Below are the records. Restate word for word every line from the one that contains "the alloy wheel." through the final line, both included.

[Object point labels]
· · · · ·
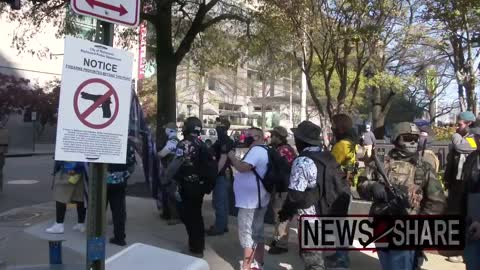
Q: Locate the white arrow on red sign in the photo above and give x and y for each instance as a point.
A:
(126, 12)
(120, 9)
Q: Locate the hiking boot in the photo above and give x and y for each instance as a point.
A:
(56, 228)
(79, 227)
(172, 222)
(212, 231)
(337, 262)
(118, 242)
(455, 259)
(277, 250)
(195, 253)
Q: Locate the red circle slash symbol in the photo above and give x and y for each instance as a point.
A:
(99, 101)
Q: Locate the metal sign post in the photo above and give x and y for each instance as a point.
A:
(97, 195)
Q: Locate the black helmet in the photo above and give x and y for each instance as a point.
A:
(192, 125)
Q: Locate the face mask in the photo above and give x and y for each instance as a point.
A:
(221, 130)
(249, 140)
(408, 144)
(170, 132)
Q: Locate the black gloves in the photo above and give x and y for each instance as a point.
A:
(285, 214)
(226, 146)
(378, 192)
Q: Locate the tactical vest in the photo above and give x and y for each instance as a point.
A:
(409, 178)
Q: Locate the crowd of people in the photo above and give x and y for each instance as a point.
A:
(315, 178)
(71, 179)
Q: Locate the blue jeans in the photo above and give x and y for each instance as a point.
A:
(221, 203)
(472, 255)
(397, 259)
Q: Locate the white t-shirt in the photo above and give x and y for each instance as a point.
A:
(245, 183)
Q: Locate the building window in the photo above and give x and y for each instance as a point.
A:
(211, 83)
(251, 83)
(286, 87)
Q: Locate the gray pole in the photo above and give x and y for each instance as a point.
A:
(97, 187)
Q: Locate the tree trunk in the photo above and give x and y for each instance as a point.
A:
(201, 94)
(470, 92)
(378, 118)
(264, 89)
(380, 107)
(166, 73)
(432, 111)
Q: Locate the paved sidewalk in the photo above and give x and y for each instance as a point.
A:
(40, 150)
(25, 240)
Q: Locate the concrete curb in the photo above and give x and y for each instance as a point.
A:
(28, 154)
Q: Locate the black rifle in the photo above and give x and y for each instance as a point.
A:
(107, 113)
(397, 201)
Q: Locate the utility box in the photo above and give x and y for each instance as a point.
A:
(3, 140)
(144, 257)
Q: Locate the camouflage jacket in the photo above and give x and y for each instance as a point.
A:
(412, 177)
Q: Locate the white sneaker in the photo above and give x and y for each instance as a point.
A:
(256, 266)
(80, 227)
(56, 228)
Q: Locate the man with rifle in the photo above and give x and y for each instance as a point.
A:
(407, 186)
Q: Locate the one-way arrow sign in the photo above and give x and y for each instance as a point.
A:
(124, 12)
(120, 9)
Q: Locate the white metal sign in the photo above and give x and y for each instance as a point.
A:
(126, 12)
(95, 99)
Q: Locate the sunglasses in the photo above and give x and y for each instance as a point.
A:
(409, 138)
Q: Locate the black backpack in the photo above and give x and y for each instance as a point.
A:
(334, 191)
(277, 176)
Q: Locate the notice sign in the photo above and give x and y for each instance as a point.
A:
(95, 99)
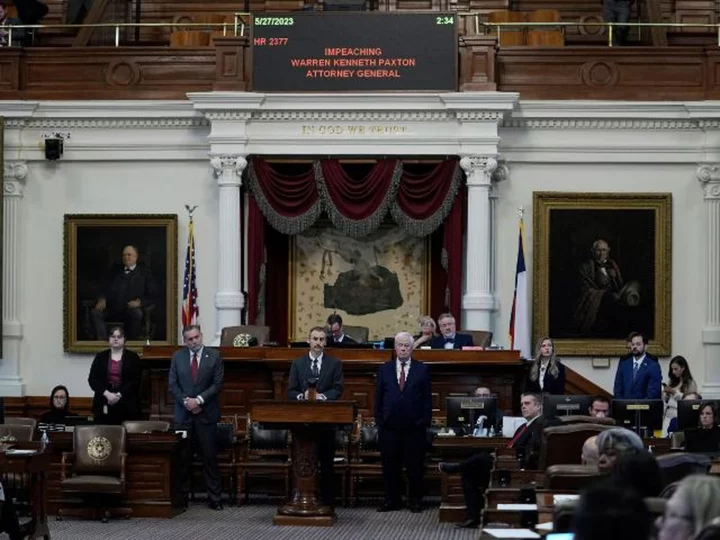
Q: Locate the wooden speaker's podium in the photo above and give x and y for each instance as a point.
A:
(303, 418)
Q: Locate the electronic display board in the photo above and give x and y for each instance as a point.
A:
(354, 51)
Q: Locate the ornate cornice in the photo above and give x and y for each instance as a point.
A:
(709, 177)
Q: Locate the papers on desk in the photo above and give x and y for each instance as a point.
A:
(516, 506)
(15, 452)
(511, 533)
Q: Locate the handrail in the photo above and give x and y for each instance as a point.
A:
(610, 25)
(237, 25)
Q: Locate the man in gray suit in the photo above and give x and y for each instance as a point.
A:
(326, 373)
(196, 379)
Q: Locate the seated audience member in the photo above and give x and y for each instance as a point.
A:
(672, 426)
(449, 338)
(59, 407)
(680, 383)
(17, 34)
(590, 454)
(547, 374)
(428, 330)
(600, 407)
(476, 470)
(608, 511)
(615, 443)
(336, 333)
(640, 472)
(693, 506)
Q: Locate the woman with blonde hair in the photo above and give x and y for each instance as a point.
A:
(693, 506)
(547, 374)
(428, 330)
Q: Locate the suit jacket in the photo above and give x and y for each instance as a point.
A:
(461, 340)
(410, 408)
(551, 385)
(330, 381)
(129, 382)
(647, 383)
(209, 384)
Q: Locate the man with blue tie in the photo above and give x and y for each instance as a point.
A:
(449, 338)
(638, 375)
(195, 380)
(325, 372)
(403, 410)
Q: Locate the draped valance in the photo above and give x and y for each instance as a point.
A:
(418, 197)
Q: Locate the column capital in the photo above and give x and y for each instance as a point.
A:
(228, 168)
(709, 177)
(14, 175)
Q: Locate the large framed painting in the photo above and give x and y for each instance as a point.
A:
(602, 269)
(379, 282)
(120, 270)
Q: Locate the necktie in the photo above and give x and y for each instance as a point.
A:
(194, 366)
(517, 435)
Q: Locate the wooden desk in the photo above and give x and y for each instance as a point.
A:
(36, 467)
(151, 472)
(256, 373)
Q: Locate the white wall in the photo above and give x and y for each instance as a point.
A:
(68, 187)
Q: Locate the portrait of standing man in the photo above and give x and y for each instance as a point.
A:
(325, 372)
(403, 411)
(195, 382)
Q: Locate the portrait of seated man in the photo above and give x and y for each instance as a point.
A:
(128, 291)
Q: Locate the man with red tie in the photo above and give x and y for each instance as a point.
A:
(403, 410)
(475, 470)
(195, 381)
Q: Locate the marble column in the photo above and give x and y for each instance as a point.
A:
(478, 300)
(14, 175)
(229, 301)
(709, 177)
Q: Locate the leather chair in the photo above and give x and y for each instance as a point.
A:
(481, 338)
(570, 477)
(229, 333)
(265, 453)
(145, 426)
(563, 444)
(582, 419)
(359, 333)
(95, 471)
(21, 421)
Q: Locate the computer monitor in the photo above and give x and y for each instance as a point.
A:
(643, 416)
(689, 412)
(463, 412)
(554, 406)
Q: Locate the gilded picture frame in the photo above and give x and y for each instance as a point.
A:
(139, 293)
(602, 267)
(379, 282)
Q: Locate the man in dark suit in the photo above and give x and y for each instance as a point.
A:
(336, 336)
(129, 289)
(476, 470)
(403, 410)
(325, 372)
(449, 338)
(638, 375)
(195, 381)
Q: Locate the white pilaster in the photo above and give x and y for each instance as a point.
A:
(229, 301)
(478, 300)
(14, 175)
(709, 176)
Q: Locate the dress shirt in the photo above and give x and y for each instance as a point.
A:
(398, 367)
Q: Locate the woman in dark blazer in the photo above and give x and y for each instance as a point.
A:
(547, 374)
(115, 379)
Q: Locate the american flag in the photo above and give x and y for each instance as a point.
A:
(190, 309)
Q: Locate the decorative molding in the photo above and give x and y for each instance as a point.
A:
(709, 177)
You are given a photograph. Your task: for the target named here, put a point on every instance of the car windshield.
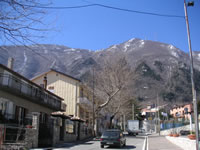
(110, 134)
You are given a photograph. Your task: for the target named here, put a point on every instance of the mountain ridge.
(161, 66)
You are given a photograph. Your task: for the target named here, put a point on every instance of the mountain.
(163, 69)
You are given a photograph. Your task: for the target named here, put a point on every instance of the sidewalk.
(161, 143)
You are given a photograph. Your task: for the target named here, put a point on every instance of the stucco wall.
(32, 107)
(183, 142)
(64, 86)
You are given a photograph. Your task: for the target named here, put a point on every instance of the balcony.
(24, 88)
(85, 103)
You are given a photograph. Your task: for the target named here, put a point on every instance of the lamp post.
(192, 75)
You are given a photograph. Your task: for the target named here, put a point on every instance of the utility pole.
(133, 110)
(192, 76)
(93, 116)
(158, 114)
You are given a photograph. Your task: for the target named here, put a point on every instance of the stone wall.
(177, 130)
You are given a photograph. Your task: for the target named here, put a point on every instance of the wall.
(178, 129)
(32, 107)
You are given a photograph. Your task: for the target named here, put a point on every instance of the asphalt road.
(132, 143)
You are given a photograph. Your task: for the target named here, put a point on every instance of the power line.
(109, 7)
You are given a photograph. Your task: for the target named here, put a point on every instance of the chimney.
(10, 63)
(45, 82)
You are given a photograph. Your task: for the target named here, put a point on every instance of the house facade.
(77, 99)
(25, 108)
(183, 111)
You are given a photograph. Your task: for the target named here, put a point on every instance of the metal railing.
(10, 119)
(35, 94)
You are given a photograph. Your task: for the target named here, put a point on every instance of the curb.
(146, 144)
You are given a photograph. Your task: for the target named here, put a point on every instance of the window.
(69, 126)
(43, 117)
(42, 85)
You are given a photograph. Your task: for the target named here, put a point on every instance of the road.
(132, 143)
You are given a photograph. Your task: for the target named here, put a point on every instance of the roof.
(57, 72)
(60, 114)
(27, 80)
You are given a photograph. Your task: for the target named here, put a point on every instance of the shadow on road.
(125, 147)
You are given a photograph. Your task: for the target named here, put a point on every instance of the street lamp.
(192, 75)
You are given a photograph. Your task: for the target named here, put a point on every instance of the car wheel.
(120, 145)
(124, 143)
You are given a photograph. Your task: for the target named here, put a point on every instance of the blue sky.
(98, 28)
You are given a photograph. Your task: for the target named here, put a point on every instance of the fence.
(168, 124)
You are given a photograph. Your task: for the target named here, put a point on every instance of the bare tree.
(111, 80)
(21, 21)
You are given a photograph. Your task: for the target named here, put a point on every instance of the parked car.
(113, 137)
(184, 132)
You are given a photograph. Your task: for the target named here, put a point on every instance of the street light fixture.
(192, 75)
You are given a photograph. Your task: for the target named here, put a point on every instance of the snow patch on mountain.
(131, 40)
(141, 43)
(126, 46)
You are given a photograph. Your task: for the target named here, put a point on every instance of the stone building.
(25, 111)
(78, 115)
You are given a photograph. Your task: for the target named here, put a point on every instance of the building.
(70, 89)
(26, 108)
(77, 98)
(183, 111)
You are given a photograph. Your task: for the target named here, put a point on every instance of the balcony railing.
(85, 103)
(30, 91)
(10, 119)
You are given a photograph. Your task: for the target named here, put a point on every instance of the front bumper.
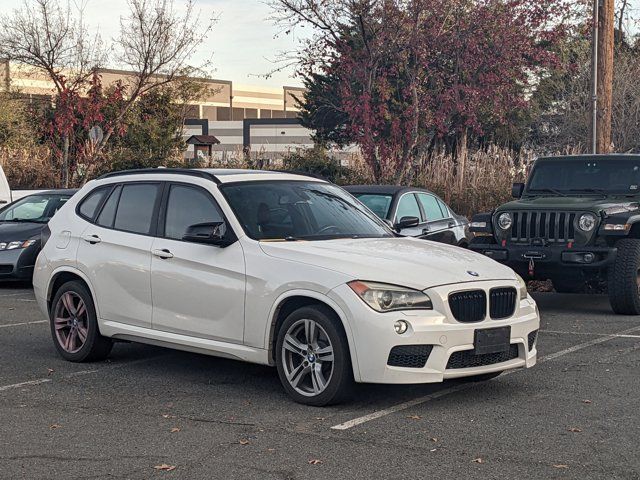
(373, 336)
(518, 256)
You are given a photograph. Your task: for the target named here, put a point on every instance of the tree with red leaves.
(394, 76)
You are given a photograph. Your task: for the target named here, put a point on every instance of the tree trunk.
(462, 152)
(65, 161)
(605, 75)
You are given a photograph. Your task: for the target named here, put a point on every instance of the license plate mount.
(492, 340)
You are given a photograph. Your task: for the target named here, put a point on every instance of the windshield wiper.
(547, 190)
(589, 190)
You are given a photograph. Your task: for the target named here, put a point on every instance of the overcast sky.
(242, 46)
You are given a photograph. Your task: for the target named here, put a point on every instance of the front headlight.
(587, 222)
(387, 298)
(18, 244)
(522, 287)
(505, 221)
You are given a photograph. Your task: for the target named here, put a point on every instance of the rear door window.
(431, 208)
(136, 207)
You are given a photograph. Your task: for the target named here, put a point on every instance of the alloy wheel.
(71, 322)
(307, 357)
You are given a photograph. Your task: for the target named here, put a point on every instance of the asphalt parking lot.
(156, 413)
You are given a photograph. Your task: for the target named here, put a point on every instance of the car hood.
(13, 232)
(410, 262)
(579, 203)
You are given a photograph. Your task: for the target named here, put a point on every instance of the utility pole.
(604, 81)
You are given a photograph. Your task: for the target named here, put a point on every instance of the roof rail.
(172, 171)
(303, 173)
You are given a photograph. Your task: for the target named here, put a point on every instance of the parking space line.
· · · · ·
◆ Solved exercise
You are given a photograph. Your task: for the target named here, put a point on every instance of the alloy wheel.
(71, 322)
(307, 357)
You are given a photograph. Your task: for the target named here, put a point on every instance of the asphalt parking lot.
(156, 413)
You are given a photograph. Your task: for the target named here, put a point on every instance of the car hood.
(13, 232)
(410, 262)
(579, 203)
You are given a photograph. Your task: for the target named here, put a point on every instance of the utility pole.
(604, 81)
You are given a photograph. Your task: for the target named here, put a point on every instance of the roof rail.
(172, 171)
(303, 173)
You are given a photograph. Your task: for the target named here, put a point on every instance of the parking space line.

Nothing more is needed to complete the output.